-- start Input records --

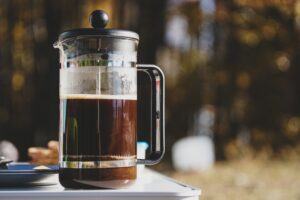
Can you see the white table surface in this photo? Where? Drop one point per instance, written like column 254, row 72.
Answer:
column 150, row 185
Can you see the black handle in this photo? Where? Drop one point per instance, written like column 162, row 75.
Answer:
column 157, row 109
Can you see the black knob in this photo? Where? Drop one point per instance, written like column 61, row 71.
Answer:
column 98, row 19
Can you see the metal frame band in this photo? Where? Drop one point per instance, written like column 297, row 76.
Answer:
column 98, row 164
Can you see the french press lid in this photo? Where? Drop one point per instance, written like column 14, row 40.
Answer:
column 98, row 20
column 98, row 46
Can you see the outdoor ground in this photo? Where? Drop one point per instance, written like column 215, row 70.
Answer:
column 247, row 179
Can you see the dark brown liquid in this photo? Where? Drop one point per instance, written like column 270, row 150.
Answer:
column 98, row 130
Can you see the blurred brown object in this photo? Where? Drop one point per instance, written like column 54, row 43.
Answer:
column 40, row 155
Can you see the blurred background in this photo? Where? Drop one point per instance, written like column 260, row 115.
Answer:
column 232, row 86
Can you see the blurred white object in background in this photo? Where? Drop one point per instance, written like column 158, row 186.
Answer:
column 8, row 150
column 193, row 153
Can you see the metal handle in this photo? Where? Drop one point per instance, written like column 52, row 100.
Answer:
column 157, row 105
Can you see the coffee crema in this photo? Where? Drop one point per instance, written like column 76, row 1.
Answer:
column 98, row 140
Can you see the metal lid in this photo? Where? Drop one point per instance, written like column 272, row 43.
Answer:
column 98, row 20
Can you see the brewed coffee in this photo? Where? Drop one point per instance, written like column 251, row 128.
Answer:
column 99, row 140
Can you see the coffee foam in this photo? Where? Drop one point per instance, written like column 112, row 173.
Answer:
column 98, row 96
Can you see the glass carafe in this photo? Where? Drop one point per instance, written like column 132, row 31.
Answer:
column 105, row 98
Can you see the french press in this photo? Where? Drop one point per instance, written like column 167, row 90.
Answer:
column 106, row 99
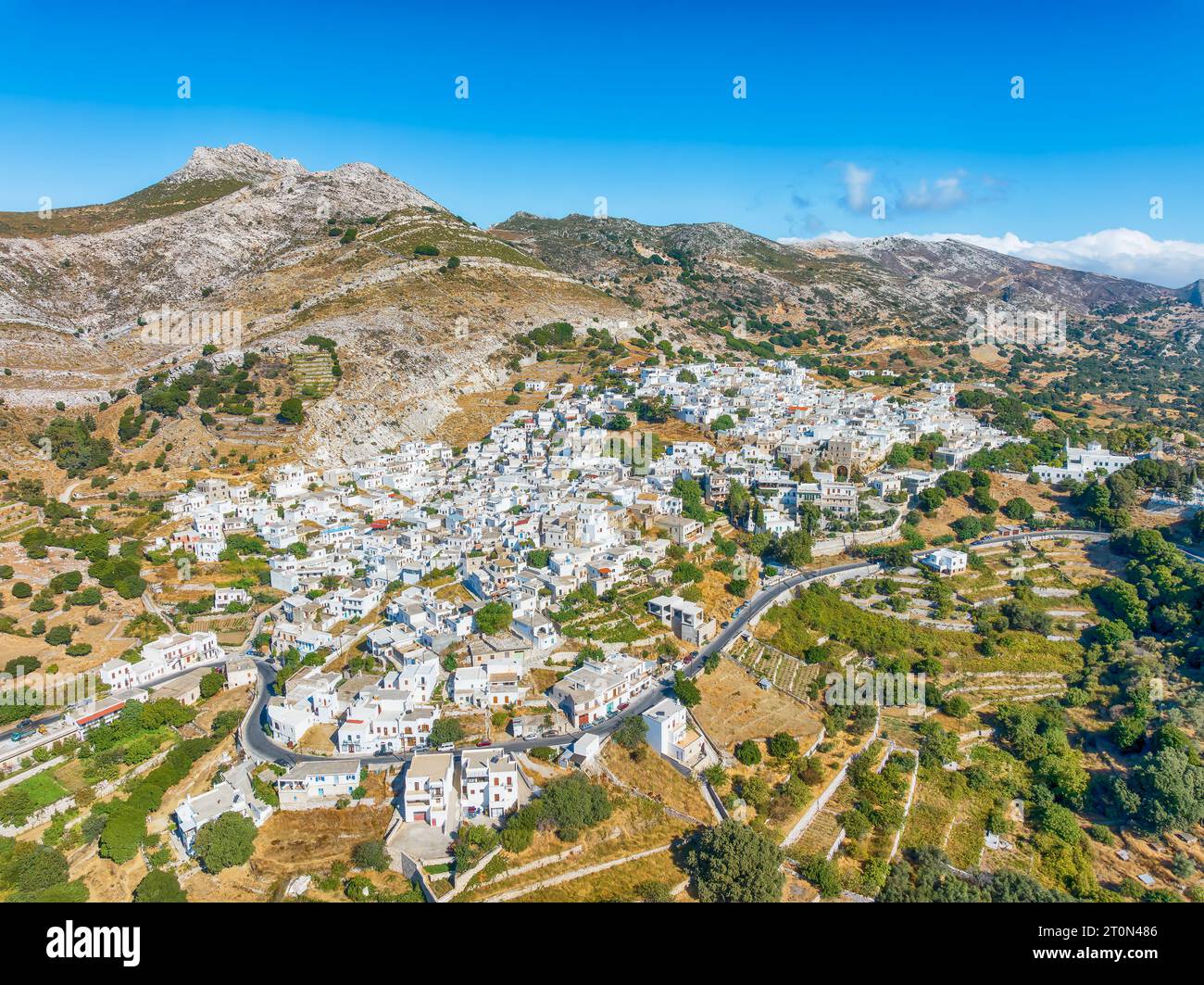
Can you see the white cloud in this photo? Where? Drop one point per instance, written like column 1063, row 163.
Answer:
column 944, row 194
column 856, row 184
column 1120, row 252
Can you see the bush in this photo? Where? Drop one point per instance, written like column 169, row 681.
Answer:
column 371, row 855
column 749, row 752
column 159, row 887
column 225, row 842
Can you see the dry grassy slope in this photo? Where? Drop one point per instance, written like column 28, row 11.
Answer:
column 412, row 335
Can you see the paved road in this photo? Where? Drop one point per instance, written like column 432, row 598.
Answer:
column 53, row 719
column 261, row 747
column 257, row 743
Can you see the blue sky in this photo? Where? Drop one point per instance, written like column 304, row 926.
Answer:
column 633, row 103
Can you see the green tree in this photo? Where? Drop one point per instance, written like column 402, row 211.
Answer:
column 494, row 618
column 445, row 730
column 292, row 410
column 633, row 732
column 734, row 864
column 749, row 751
column 371, row 854
column 686, row 690
column 159, row 887
column 225, row 842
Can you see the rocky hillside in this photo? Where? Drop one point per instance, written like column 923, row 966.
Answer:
column 699, row 272
column 352, row 254
column 360, row 258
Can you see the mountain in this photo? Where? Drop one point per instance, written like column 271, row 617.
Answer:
column 237, row 230
column 361, row 258
column 884, row 282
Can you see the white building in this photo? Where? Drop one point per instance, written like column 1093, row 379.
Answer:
column 489, row 783
column 671, row 734
column 160, row 658
column 428, row 790
column 946, row 562
column 318, row 784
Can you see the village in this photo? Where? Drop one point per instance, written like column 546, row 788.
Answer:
column 433, row 615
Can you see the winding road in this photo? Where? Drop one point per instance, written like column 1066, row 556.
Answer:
column 257, row 743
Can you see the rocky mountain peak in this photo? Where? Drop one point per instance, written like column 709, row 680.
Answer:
column 237, row 160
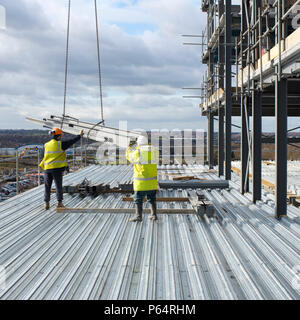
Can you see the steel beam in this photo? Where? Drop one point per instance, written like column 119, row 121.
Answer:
column 281, row 90
column 122, row 211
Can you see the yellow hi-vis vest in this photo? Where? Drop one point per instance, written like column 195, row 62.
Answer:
column 144, row 160
column 54, row 157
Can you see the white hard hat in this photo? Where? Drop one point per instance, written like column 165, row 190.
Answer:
column 142, row 140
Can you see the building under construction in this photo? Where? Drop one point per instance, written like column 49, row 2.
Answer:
column 252, row 55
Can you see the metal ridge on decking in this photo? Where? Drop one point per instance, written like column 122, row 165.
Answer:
column 243, row 253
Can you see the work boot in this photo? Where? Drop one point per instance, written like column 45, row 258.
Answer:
column 153, row 215
column 138, row 214
column 60, row 205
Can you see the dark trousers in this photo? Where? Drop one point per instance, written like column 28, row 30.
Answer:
column 57, row 176
column 140, row 195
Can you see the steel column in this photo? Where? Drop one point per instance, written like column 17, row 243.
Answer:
column 210, row 140
column 221, row 58
column 244, row 145
column 221, row 142
column 228, row 91
column 281, row 90
column 256, row 144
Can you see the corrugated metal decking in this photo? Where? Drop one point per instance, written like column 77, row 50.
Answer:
column 244, row 254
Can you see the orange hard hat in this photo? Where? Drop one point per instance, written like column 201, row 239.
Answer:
column 56, row 132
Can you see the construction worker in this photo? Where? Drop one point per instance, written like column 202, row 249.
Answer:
column 54, row 163
column 144, row 158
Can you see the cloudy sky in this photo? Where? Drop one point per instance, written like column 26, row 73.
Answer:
column 144, row 62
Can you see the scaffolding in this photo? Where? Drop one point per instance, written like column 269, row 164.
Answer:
column 252, row 53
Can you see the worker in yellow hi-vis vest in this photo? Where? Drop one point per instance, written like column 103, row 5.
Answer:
column 144, row 159
column 54, row 164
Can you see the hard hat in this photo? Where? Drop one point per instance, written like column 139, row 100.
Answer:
column 56, row 132
column 142, row 140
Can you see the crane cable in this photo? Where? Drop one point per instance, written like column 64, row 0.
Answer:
column 99, row 66
column 67, row 62
column 99, row 63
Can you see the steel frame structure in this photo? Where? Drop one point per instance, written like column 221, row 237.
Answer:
column 254, row 44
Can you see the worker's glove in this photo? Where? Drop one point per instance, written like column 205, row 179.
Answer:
column 132, row 144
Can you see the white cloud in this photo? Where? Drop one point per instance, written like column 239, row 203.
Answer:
column 143, row 73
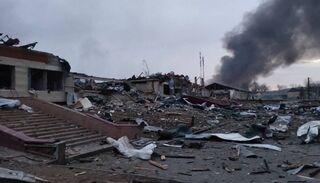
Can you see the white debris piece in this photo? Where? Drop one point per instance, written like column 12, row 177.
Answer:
column 248, row 114
column 309, row 131
column 263, row 146
column 272, row 107
column 152, row 129
column 26, row 108
column 125, row 148
column 224, row 136
column 281, row 124
column 8, row 175
column 9, row 102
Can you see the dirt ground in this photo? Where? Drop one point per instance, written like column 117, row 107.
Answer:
column 213, row 161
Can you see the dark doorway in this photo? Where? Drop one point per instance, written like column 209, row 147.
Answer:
column 6, row 77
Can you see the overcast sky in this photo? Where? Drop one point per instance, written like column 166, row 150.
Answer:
column 111, row 38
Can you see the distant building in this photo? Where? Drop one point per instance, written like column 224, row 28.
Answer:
column 159, row 84
column 221, row 91
column 284, row 94
column 25, row 72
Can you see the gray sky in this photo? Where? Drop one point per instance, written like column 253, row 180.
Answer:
column 111, row 38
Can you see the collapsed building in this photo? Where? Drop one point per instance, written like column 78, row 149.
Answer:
column 31, row 83
column 25, row 72
column 160, row 84
column 221, row 91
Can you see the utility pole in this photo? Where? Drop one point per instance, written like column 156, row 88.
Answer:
column 308, row 88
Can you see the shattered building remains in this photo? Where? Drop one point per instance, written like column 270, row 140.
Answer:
column 159, row 84
column 221, row 91
column 25, row 72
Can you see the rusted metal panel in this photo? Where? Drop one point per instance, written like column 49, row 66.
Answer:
column 87, row 121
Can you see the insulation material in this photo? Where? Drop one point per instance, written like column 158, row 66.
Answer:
column 125, row 148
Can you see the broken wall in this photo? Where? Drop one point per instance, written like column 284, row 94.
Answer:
column 21, row 75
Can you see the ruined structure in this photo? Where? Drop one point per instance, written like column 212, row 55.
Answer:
column 25, row 72
column 220, row 91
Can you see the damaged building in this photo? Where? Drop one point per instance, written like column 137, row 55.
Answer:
column 160, row 84
column 221, row 91
column 25, row 72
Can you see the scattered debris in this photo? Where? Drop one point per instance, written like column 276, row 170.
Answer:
column 9, row 103
column 309, row 131
column 26, row 108
column 125, row 148
column 281, row 123
column 156, row 164
column 7, row 175
column 263, row 146
column 223, row 136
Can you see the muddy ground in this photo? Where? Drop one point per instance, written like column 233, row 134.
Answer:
column 214, row 161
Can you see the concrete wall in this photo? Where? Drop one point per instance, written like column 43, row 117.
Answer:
column 21, row 80
column 148, row 87
column 238, row 95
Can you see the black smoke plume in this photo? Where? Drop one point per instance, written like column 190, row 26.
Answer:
column 278, row 33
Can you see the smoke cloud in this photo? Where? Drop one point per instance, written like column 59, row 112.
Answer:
column 279, row 33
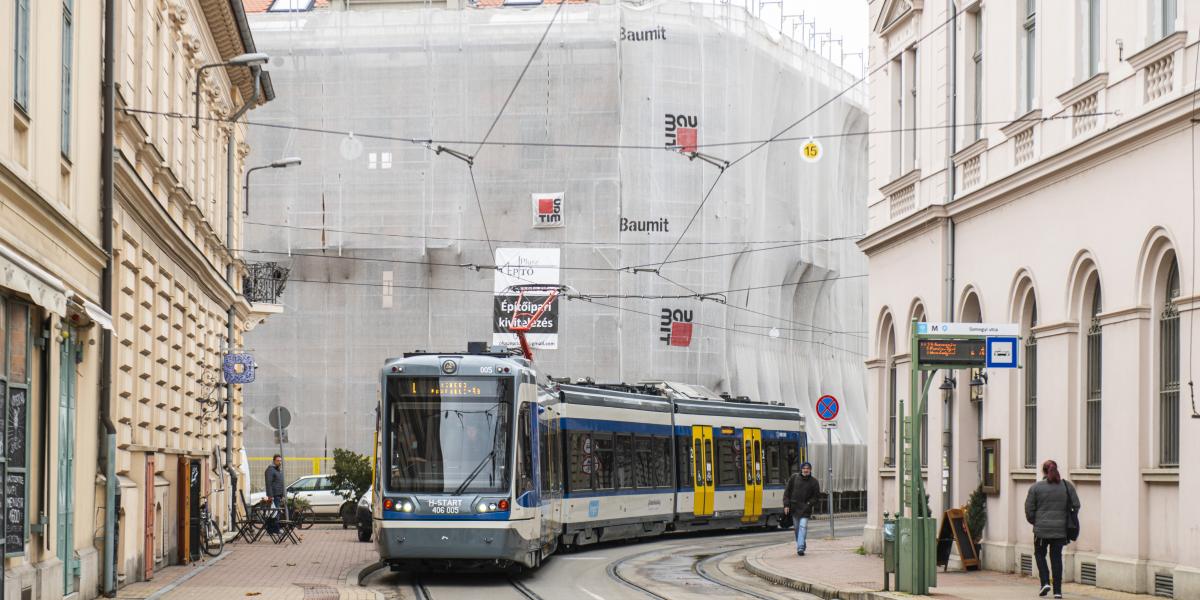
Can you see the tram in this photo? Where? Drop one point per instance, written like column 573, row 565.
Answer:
column 485, row 462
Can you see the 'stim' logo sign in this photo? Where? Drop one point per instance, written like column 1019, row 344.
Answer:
column 676, row 327
column 547, row 210
column 682, row 131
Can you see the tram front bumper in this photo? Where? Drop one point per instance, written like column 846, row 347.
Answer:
column 415, row 541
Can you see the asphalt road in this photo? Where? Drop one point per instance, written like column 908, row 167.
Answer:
column 675, row 567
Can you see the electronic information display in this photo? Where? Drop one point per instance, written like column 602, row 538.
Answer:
column 954, row 353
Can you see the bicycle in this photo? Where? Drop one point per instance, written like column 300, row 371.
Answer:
column 301, row 514
column 211, row 541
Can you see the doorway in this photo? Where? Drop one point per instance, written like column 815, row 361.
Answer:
column 69, row 355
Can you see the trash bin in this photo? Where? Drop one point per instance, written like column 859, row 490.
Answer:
column 889, row 550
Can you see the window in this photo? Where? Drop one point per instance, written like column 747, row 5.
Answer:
column 67, row 58
column 624, row 457
column 643, row 462
column 683, row 456
column 773, row 474
column 1091, row 21
column 1031, row 390
column 1029, row 64
column 544, row 453
column 661, row 456
column 582, row 461
column 976, row 19
column 1169, row 372
column 891, row 455
column 21, row 60
column 1163, row 19
column 910, row 113
column 603, row 477
column 897, row 71
column 1093, row 382
column 525, row 450
column 729, row 462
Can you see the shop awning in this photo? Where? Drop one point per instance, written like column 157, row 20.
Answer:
column 25, row 277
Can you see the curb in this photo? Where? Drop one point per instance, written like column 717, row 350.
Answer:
column 809, row 587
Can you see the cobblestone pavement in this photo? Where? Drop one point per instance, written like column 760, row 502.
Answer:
column 833, row 565
column 322, row 567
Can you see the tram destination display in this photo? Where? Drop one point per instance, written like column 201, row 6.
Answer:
column 448, row 387
column 954, row 353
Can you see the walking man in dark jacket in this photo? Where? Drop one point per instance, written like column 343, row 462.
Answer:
column 1048, row 508
column 275, row 489
column 799, row 498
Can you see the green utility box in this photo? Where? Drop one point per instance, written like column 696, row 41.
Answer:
column 916, row 574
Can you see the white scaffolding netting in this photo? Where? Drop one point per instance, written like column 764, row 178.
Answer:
column 373, row 229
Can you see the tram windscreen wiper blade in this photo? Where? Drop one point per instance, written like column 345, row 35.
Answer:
column 474, row 474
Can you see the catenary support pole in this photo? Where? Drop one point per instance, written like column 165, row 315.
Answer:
column 231, row 187
column 833, row 535
column 107, row 147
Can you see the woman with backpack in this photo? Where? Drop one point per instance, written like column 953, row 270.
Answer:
column 1051, row 508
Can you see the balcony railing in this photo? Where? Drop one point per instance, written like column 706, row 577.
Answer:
column 264, row 282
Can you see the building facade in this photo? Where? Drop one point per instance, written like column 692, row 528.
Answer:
column 1063, row 203
column 389, row 251
column 51, row 263
column 175, row 279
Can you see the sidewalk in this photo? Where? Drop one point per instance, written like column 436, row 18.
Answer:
column 322, row 567
column 834, row 569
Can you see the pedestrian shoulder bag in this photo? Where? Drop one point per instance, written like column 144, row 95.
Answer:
column 1072, row 513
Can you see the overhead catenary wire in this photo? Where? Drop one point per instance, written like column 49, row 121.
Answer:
column 802, row 119
column 633, row 269
column 580, row 298
column 549, row 243
column 673, row 149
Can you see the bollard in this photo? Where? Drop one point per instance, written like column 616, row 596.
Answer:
column 889, row 551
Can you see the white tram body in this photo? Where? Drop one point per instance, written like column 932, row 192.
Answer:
column 485, row 462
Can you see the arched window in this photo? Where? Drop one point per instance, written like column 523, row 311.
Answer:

-- end Input records --

Set problem: Repeat only the stretch of lines that begins at the line containing "Can you see the white scaffolding" and ends at the last line above, both included.

Answer to this problem:
Can you see the white scaffolding netting in this photo? Where? Drop one point per instance, written like column 764, row 178.
Answer:
column 373, row 229
Can you see the tram windscreen wiper blade in this photo? Where? Drop one point per instance, written like column 345, row 35.
Answer:
column 474, row 474
Can you see the catenary support pole in this photo? Where? Drop one point per instance, written like column 165, row 315.
Answer:
column 231, row 187
column 833, row 535
column 107, row 147
Can you see the woman with backpack in this photo? Where? Drop one point per instance, written like column 953, row 270.
Answer:
column 1051, row 508
Can you see the balcony railing in this photo? Where? Drop one point per instance, written like column 706, row 577.
Answer:
column 264, row 282
Can you see the building facade in this photo? Where? Drop one point per instance, written like column 692, row 528.
Answer:
column 1063, row 203
column 389, row 251
column 51, row 263
column 175, row 279
Can you see the sidewalk in this photo? Where? Drop one point per instance, written like column 436, row 18.
Answer:
column 322, row 567
column 834, row 569
Can you see the pedestrian shoulder bag in this photo? Where? Drop one point per instance, written like column 144, row 95.
Answer:
column 1072, row 513
Can you see the overhead catenary wire in this photo? Where? Drop one point per instance, written like column 49, row 121.
Answer:
column 802, row 119
column 633, row 269
column 580, row 298
column 549, row 243
column 673, row 149
Can you see the bollard in this photo? Where? Drop one point per instance, written like column 616, row 596.
Answer:
column 889, row 551
Can you see the white tram body in this photo? Where? Drop one point per instance, written like column 932, row 192.
Answer:
column 485, row 462
Can you see the arched window in this photo? Where? Drop one point per instance, written like column 523, row 311.
Answer:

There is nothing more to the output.